■ What you are asked to do ■
Copy the records below exactly, leaving out every picture.

■ Records for this task ■

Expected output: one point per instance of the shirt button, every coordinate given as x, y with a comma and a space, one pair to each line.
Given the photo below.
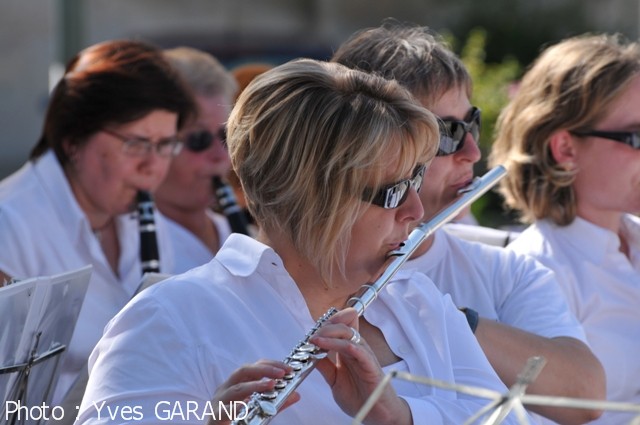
404, 349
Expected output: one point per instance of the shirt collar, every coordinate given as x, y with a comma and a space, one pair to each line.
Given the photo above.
243, 255
594, 241
52, 177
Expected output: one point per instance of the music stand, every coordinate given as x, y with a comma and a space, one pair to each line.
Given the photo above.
501, 404
39, 316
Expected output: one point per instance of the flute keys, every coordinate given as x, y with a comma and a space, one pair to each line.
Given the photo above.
269, 395
295, 365
301, 357
308, 348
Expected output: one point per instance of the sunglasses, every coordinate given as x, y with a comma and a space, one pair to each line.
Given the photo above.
394, 195
454, 132
629, 138
166, 147
200, 140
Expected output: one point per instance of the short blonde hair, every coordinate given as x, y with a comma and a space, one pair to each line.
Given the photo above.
307, 138
202, 72
569, 87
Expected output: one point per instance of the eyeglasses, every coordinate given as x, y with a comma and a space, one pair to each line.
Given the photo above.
200, 140
454, 132
629, 138
139, 146
394, 195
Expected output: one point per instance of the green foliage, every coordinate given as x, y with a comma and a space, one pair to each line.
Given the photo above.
491, 84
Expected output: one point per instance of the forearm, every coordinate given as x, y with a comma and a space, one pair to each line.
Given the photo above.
571, 369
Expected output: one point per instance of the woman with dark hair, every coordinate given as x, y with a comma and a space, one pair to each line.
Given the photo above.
109, 132
331, 161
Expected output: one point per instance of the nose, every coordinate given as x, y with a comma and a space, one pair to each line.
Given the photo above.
411, 209
470, 151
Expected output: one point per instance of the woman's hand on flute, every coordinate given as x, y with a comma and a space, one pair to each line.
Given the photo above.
244, 381
353, 371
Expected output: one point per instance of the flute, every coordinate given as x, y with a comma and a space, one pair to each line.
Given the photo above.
149, 256
229, 206
262, 407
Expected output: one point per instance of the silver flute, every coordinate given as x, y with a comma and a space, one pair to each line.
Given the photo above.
262, 407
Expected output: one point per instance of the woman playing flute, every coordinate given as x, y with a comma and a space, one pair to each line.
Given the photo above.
331, 161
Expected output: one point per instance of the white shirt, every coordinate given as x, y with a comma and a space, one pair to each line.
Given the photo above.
186, 249
499, 285
603, 289
44, 231
180, 339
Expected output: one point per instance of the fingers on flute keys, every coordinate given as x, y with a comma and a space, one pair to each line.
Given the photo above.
256, 377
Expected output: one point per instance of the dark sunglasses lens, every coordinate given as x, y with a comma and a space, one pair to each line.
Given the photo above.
396, 195
451, 138
222, 135
199, 141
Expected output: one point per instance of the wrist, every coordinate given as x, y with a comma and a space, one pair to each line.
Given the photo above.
472, 318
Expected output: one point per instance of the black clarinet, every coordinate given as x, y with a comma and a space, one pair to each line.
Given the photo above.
149, 257
230, 208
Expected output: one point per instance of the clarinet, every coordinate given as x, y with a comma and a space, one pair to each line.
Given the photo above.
230, 208
149, 257
262, 407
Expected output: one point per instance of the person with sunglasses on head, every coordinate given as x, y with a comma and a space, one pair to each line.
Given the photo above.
570, 139
513, 303
110, 131
186, 195
331, 160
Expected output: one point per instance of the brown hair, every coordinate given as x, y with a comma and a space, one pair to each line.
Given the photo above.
111, 82
569, 87
307, 137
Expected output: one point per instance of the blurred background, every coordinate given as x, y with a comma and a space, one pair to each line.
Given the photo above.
496, 38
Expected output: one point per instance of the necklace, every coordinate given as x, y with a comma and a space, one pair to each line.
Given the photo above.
97, 232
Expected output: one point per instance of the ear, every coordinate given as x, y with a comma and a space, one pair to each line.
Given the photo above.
562, 146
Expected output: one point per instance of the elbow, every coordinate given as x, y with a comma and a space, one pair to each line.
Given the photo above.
594, 387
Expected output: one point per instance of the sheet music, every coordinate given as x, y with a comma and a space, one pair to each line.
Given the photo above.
39, 316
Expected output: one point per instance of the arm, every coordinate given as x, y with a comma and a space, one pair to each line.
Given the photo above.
571, 369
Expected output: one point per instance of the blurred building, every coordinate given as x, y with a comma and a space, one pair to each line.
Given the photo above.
37, 37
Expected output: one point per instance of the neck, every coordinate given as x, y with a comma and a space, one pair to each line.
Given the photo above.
423, 248
318, 293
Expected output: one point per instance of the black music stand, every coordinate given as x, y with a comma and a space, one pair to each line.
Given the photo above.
39, 316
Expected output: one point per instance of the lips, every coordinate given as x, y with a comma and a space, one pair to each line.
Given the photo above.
462, 183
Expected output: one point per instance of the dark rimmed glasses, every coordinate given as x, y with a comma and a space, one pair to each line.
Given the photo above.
395, 194
166, 147
454, 132
629, 138
200, 140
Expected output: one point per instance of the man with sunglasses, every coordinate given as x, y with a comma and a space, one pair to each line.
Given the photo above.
186, 196
513, 303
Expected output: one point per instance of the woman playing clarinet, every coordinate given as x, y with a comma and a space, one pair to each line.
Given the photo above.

■ Answer to the exercise ■
Expected output: one point per instance of the shirt button, every coordinate given as x, y with a comma and a space, one pair to each line.
Given the photo below.
404, 349
Expected output: one point per instance of the shirt collar, every coordinate given as x, y with a comma and a space, one pair to each line.
Given the photo above.
243, 255
594, 241
52, 177
Expected output: one point per instance of the music stand, every coordinate given as x, y with a comma and a space, one pair to each line.
Given the photo above.
501, 404
39, 316
Expected output: one point per instance of the flute keys, every coordinate given as x, y with a comma and a space, one pair to each line.
Given the photo above.
269, 395
295, 365
301, 357
308, 348
Expected output: one point per instance of the sunglasses, every coordinate given as x, y with a comma and a space, one pair to each line.
Given the photo above.
394, 195
454, 132
629, 138
166, 147
200, 140
Expected output: one point per instance of the short blonde hair, every coordinate given as x, y with a comma and a space, one pair to each line.
Given the photo above.
307, 138
202, 72
569, 87
Expected output: one point per instance of the eyeglasses, every coordinate given as x, y with a comma and a space, one pair to each line.
Given the photo above.
200, 140
454, 132
629, 138
139, 146
394, 195
Expected output: one point per instance of the green foliage, every coordinate given as x, y with a comma and a space, one pair to each line.
Given the photo above.
491, 84
Expected output: one point per instance of the forearm, every coordinate given as x, y with a comma and a space, one pair to each line.
Given the photo above.
571, 369
Expected output: one point per instance of the woman with dark hair, every coordinate given as x, y with a comma and a space, one pair to each line.
Given the photo above.
109, 132
331, 161
Expected output: one point per instance of the nose, every coordinate given as x, y with a comma and a space, one pair to each line.
Given the photo above.
411, 209
470, 151
Expected output: one point per instance of the woman's hand on flute, every coordinate given as x, y with a comma and a space, one pair to each line.
Given the photo above.
244, 381
353, 371
Expected output: one point per instance of the flute, every coordinate given as x, y with a comma and a space, one pair to each line.
Given the photo above.
149, 256
229, 206
262, 407
Expected output: one point per instance of the silver flute, every coordinate given as x, y with a comma and a space, one pair to each line.
Given the photo above.
262, 407
Expected output: one point per instance of the woman playing flute, every coordinate given as x, y with a comma and a space, one pair to each line.
Given the photo above.
331, 161
Expected output: one point per instance of the white shirt, every coordinate given as x, y with a comma and a space, one pair to each line.
Given the photo above.
186, 249
499, 285
603, 289
44, 231
180, 339
Expected output: one point per instance of the fingers on flute keys, every coordinate given as x, y with a comma and a space, one pair to each line.
Given the photo above.
256, 377
Expected output: one point per instance of the dark sunglasses lens, every coordinate given as x, y with a comma and a space, one pair to each line.
Given the photo above.
396, 195
451, 138
222, 135
199, 141
Expected output: one point per instance of the wrist, every coordinate given as x, y with a comma and a space, one pair to each line.
Given the photo above.
472, 318
Expected output: one point per instance of the black clarinet, every coordinate given as x, y with a comma and a space, one pair to each line.
Given the photo above.
149, 257
230, 208
Expected output: one point per instance of the clarinet, every coordinate given as x, y with a comma and a space, one pair to each line.
Given the photo above.
230, 208
149, 257
262, 407
Expected output: one point per instance of the person with sunglasses on head, every coordinate given as x, y with a comma and a space, one pair to each line.
Given the photo above.
570, 139
513, 303
110, 131
186, 195
331, 160
Expected output: one point per instance of the brown hair, every coordinate given as x, y with a comma and a space, one pair to each line.
Given the photo above.
111, 82
569, 87
307, 137
Expected output: one point per instance of the blurred background, every coordinate given as x, y with a comma and a space, one pair to each line.
Given the photo above.
496, 38
Expected output: one point per instance of the necklace, every coordinate given as x, y with a comma and a space, one pair to each line.
Given the photo above.
97, 232
Expected output: one point per instance of the ear, every coordinate given as x, y with a comma and a space, one pair to each line.
Given the photo above.
562, 146
Expected output: one point per instance of the elbow, every coordinate given as x, y with a comma and a space, one pair to each line.
Given the photo above.
594, 387
Expected output: one point per instance of the sheet music, every coordinate given as x, y with a comma and a space, one pair to each line.
Given the photo above.
39, 316
Expected output: one point per instance of the arm, every coordinate given as x, y with a comma and a space, one pair to each line.
Given the photo above.
571, 369
Expected output: one point per instance of the blurred building, every coordinate given as x, y with a comma and a space, one pair to each line.
Given the photo above.
37, 37
Expected output: one point per instance of the neck, every coordinate given as x, y with a comma and a space, one pair to each line.
Given the photo above.
423, 248
318, 293
Expected output: one point per instance of the black music stand, every coordinate given as x, y with a comma and a space, one pair to each line.
Given the photo above.
39, 316
Expected output: one point per instance of the lips, every coordinate given as x, y with a comma and a space, one pair to each line.
Given the photo above.
462, 183
Expected output: one point per instance of the dark rimmed glasses, every coordinate given as x, y with a comma and a space, one pair to each line.
Given the photo above.
395, 194
166, 147
454, 132
629, 138
200, 140
Expected output: one point per instance of the man with sunglasses, every coordinate given as x, y with a comma and a space, one pair to each line.
Given the photo above.
186, 196
513, 303
Expected output: one point per instance of the woman playing clarinet, every coordinate given as x, y with a comma and a space, one pair to each line.
Given the photo above.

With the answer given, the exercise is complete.